**Exercise objective**
Copy the form selection text from "Forms within each" to "Energy → High Energy)", swapping "contemplative" for "calm".

Component Role How Input Data Maps to Music
CompositionEngine Musical form selection Energy level → form (low=contemplative, high=energetic)
PhraseMorphology Melodic generation Acceleration → rhythm; Curvature → syncopation; Intensity → phrase length
HarmonicEngine Tonal management Harmonic complexity → progression (simple to complex)
CounterpointEngine Voice leading Note position → velocity contour, duration, gap patterns
AccompanimentEngine Accompaniment layers Genre-specific bass, pad, and keys patterns with voice leading
StyleAnalyzer Pattern recognition Extracts tempo, energy, density from gesture history (P10-P90 percentile normalization)
MaterialLibrary Musical material storage Organizes motifs, themes by function and character

Form Selection by Genre and Energy

Forms within each genre are ordered by energy level. The style's energy value (0.0-1.0) directly selects the form: low energy chooses contemplative forms (first in array), high energy chooses energetic forms (last in array).

Genre Forms (Low Energy → High Energy)
Classical theme_and_variations → ABA → rondo → sonata
Electronic through_composed → strophic → verse_chorus → build_drop
Jazz modal → AABA → blues → rhythm_changes
Rock strophic → AABA → verse_chorus → intro_verse_chorus_bridge_outro
Ambient through_composed → strophic → ABA
Melodic ABA → verse_chorus → rondo
Default (pop, rhythmic, experimental) strophic → ABA → verse_chorus → rondo → through_composed
temporalOffset = (compositionCount × φ) mod 1
historyVariation = (historyLength × φ) mod 1
combinedIndex = (energy × 0.4) + (temporalOffset × 0.4) + (historyVariation × 0.2)
selectedForm = genreForms[floor(combinedIndex × formCount)]
Golden Ratio (φ) Stepping: All composition parameters use φ (1.618...) to create low-discrepancy sequences that avoid predictable repetition. Form selection uses direct PHI stepping through the forms array, with energy shifting the selection by up to 1 position. Note-level details (velocity, duration, articulation) derive from position within the phrase using sine-wave contours.

**Data block**
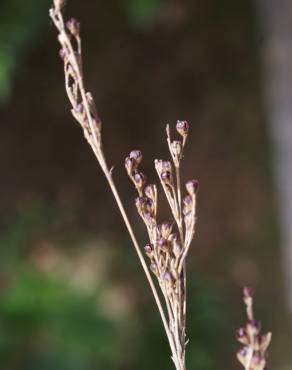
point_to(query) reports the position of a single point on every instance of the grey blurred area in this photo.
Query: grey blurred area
(72, 294)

**Final answer**
Forms within each genre are ordered by energy level. The style's energy value (0.0-1.0) directly selects the form: low energy chooses calm forms (first in array), high energy chooses energetic forms (last in array).

Genre Forms (Low Energy → High Energy)